WHAT THIS TASK INVOLVES.
Answer these from the passage on older people in tech below.
(a) What two things did Randy do before he got hired?
(b) What does the writer compare older people who can't adapt to?
(c) How much conversation does it take before the older person is judged "clueless"?

SUPPLIED PASSAGE.
•••

That said, there is the "hipness" factor, for lack of a better word, and it's very real. Older people tend to get set in their ways and do what they do. If they like watching TV, they'll keep up with their favorite shows. If they like sports, they'll keep up with their teams. They are unlikely to know the hottest bands or Internet memes. They just don't keep up with current culture, which happens to be largely youth culture. They might like their iPhone or Android and know how to use it. But the fact is, that most older people merely use technology. They don't bury themselves in it every day. So when they talk to someone younger about culture or technology, they seem out of touch.
As someone who follows technology, it's pretty lonely in my cohort. There's literally nothing to talk about in the area that holds a large part of my interest.
I think the people under consideration here are biasing against the experience factor in favor of the hipness factor because it's just so apparent. It literally takes a couple of minutes of conversation before determining that the older person is "clueless".
If a person want's to work in technology (e.g., in a Bay Area startup) and they don't keep up with technology and/or culture, they are going to have a hard time.
The thing is, Randy did get hired once he shaved his head and started dressing down.
This isn't ageism, it's a filter against older people who are unable to adapt themselves to the changing environment. It's like classic cars: no-one is going to buy a neglected rust bucket that hasn't been serviced since the 1960s. Yet if the car is loved and cared for it can be worth millions (http://www.topgear.com/uk/car-news/ferrari-250-GTO-sells-for...).
Startups.. the web.. the valley.. they all thrive on new ideas. On people who keep their mind open to new ideas. Older people who are both relevant and still have "that".. are rare. Very rare. But if you can find one, they're priceless.

•••

RECORD EXTRACTS.
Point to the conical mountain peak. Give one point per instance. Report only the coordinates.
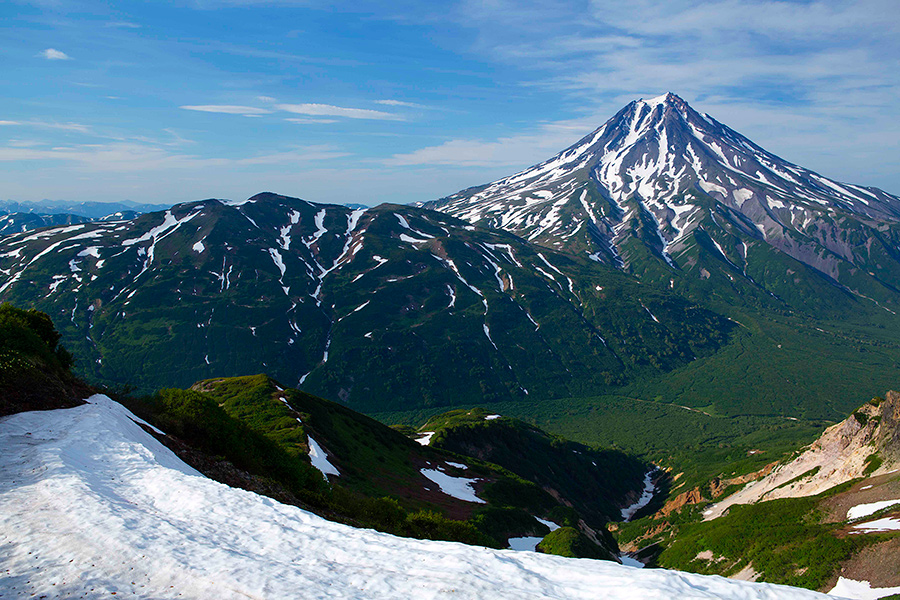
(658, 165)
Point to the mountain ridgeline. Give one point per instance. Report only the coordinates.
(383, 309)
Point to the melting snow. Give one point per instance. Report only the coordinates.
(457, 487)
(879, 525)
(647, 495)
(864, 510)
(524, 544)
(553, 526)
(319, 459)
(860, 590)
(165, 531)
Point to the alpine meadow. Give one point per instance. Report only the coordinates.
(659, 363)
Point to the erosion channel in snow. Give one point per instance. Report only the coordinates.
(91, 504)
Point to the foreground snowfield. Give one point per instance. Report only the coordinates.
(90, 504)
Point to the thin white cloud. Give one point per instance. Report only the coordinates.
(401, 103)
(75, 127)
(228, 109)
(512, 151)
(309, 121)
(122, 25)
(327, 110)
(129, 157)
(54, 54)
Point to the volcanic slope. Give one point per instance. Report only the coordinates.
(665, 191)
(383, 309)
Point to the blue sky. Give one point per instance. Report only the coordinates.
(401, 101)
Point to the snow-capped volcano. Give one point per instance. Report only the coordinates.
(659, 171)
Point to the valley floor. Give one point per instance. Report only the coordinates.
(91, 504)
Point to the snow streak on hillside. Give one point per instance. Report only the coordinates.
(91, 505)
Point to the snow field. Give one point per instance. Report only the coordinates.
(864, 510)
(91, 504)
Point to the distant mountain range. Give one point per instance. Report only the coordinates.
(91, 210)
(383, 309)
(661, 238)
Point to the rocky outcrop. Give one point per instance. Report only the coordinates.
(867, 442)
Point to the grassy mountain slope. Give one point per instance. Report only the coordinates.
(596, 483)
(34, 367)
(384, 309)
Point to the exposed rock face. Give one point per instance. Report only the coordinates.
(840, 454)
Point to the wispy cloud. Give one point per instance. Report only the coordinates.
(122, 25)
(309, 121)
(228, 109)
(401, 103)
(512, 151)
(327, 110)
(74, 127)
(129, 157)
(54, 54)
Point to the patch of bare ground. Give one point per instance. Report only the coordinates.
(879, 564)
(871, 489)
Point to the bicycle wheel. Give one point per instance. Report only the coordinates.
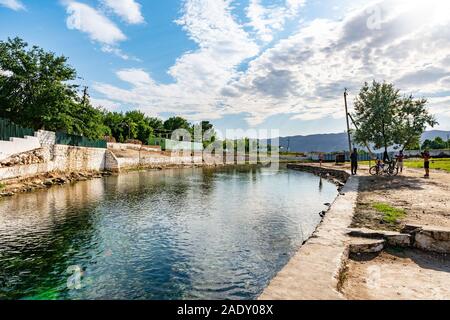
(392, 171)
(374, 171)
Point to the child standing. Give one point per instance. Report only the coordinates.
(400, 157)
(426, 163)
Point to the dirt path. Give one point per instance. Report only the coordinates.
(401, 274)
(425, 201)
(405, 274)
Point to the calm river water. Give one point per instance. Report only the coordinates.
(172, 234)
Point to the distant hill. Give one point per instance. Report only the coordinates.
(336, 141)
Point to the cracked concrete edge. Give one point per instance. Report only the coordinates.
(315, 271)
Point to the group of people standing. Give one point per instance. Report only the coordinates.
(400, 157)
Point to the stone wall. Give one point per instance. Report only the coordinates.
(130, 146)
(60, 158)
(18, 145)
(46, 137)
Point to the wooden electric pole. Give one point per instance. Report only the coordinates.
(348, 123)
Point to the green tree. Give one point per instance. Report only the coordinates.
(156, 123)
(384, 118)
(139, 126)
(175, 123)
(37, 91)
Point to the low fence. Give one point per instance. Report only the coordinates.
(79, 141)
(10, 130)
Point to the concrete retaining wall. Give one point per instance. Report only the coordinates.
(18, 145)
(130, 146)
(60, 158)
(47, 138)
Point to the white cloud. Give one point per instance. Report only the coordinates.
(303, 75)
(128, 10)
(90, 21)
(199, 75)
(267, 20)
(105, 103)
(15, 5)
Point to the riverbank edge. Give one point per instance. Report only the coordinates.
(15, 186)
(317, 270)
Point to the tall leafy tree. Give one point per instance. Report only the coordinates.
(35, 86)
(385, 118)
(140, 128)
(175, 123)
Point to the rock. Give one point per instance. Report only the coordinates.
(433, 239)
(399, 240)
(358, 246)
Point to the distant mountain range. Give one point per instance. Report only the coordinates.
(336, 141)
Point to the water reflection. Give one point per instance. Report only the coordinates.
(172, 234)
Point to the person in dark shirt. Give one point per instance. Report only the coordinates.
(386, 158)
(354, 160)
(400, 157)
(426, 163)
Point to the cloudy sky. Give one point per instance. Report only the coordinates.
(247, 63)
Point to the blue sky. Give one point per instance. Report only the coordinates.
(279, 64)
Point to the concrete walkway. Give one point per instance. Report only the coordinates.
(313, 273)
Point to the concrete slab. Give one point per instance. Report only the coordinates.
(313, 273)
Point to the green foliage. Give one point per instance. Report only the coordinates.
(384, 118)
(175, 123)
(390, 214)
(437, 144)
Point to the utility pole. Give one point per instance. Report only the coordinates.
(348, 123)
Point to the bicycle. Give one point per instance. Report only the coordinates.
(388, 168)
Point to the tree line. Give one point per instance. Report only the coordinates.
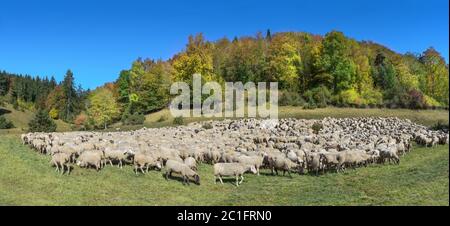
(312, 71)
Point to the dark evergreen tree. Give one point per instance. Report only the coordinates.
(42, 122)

•••

SOLUTION TO THE PROBLEM.
(a) He shaved his head and started dressing down.
(b) Classic cars, specifically a neglected rust bucket that hasn't been serviced since the 1960s.
(c) A couple of minutes.